**Zu erledigen**
[a] Aktualisiere bitte im Interview den Abschnitt von „Dabei haben wir“ bis „neuen Lieder entstanden?“ und setze dabei „Rückschlägen“ an die Stelle von „Tiefschlägen“.
[b] Stimmen die folgenden Aussagen mit dem Interview überein? Antworte jeweils mit Ja oder Nein und führe die entscheidenden Worte wörtlich an.
(i) Das Gespräch fand im Londoner Büro der Plattenfirma statt.
(ii) Laut Tennant wussten sie damals nicht, wie gut sie es hatten.
(iii) Lowe meint, junge Menschen kämen schlechter mit Tiefschlägen zurecht.
[c] Beantworte anhand des Interviews:
(i) Über welche drei Themen unterhielt man sich unter anderem?
(ii) Welche vier Ereignisse zählt Tennant auf?
(iii) Wie sehen nach Lowe dieselben Wolken aus, wenn man älter wird?

***** Lesetext *****

Wir trafen die Pet Shop Boys im Londoner Büro ihrer Plattenfirma und unterhielten uns unter anderem über alte Autos, Schlager und die katholische Kirche.

Herr Tennant, Herr Lowe, Ihre Tour trägt den Titel „Dreamworld“. Würden Sie gern in einer Traumwelt leben?

Neil Tennant: Ja, total. Die aktuelle Weltlage ist ja wirklich abstoßend. Wir können uns an keine Zeit erinnern, in der es so übel um uns als Menschheit stand wie jetzt gerade. Was wir vor zehn Jahren doch für eine herrliche Zeit hatten. Trump, Brexit, Corona, Ukraine, habe ich was vergessen? Bestimmt. Nichts von dem war schon passiert, und wir ahnten nicht, dass große Umbrüche um die Ecke lauerten.

Dabei haben wir 2014 gewiss auch schon viel lamentiert.

Tennant: Ganz bestimmt. Aber wir wussten damals nicht, wie gut wir es hatten.

Chris Lowe: Vielleicht nehmen wir uns die Dinge auch mit zunehmendem Alter stärker zu Herzen. Als junger Mensch kommst du besser mit Tiefschlägen klar, weil du weißt, dass du noch viel Zeit haben wirst, um sie auszubügeln. Wenn du älter wirst, sehen dieselben Wolken dunkler aus.

Wann sind die neuen Lieder entstanden?

***** Datenzeilen *****

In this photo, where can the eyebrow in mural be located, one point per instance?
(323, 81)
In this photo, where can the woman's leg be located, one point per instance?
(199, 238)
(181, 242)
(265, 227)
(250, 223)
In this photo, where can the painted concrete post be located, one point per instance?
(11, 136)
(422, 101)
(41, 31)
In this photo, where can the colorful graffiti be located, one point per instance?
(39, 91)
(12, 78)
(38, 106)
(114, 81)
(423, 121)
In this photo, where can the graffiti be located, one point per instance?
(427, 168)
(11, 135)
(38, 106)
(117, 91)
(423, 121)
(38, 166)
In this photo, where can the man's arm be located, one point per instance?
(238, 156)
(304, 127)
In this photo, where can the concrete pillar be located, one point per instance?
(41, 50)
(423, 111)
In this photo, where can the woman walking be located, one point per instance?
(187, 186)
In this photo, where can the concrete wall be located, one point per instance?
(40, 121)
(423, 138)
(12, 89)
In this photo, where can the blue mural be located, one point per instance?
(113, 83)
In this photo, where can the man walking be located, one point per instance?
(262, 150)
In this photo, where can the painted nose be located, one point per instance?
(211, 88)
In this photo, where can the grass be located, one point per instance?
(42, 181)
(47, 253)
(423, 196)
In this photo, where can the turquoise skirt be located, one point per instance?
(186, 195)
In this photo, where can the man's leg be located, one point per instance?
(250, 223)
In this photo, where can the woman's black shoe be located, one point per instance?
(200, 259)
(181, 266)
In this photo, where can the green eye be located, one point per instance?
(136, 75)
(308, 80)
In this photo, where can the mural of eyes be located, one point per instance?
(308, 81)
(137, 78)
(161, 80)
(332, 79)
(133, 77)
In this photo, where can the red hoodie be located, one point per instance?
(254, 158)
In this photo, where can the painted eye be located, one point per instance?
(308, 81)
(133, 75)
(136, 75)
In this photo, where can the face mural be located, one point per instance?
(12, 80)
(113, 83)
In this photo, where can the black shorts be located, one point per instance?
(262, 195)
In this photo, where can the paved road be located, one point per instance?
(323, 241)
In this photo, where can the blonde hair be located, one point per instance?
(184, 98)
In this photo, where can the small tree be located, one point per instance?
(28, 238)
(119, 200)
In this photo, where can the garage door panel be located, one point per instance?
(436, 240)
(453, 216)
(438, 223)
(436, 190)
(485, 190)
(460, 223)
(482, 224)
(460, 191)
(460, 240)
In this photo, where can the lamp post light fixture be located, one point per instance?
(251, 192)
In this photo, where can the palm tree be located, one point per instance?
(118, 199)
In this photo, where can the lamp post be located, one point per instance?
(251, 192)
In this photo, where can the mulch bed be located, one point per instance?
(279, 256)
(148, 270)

*****

**Lösungen je Aufgabe**
[a]
Dabei haben wir 2014 gewiss auch schon viel lamentiert.

Tennant: Ganz bestimmt. Aber wir wussten damals nicht, wie gut wir es hatten.

Chris Lowe: Vielleicht nehmen wir uns die Dinge auch mit zunehmendem Alter stärker zu Herzen. Als junger Mensch kommst du besser mit Rückschlägen klar, weil du weißt, dass du noch viel Zeit haben wirst, um sie auszubügeln. Wenn du älter wirst, sehen dieselben Wolken dunkler aus.

Wann sind die neuen Lieder entstanden?

[b]
(i) Ja: „im Londoner Büro ihrer Plattenfirma“
(ii) Ja: „Aber wir wussten damals nicht, wie gut wir es hatten.“
(iii) Nein: „Als junger Mensch kommst du besser mit Tiefschlägen klar“

[c]
(i) Über alte Autos, Schlager und die katholische Kirche.
(ii) Trump, Brexit, Corona, Ukraine.
(iii) Dunkler.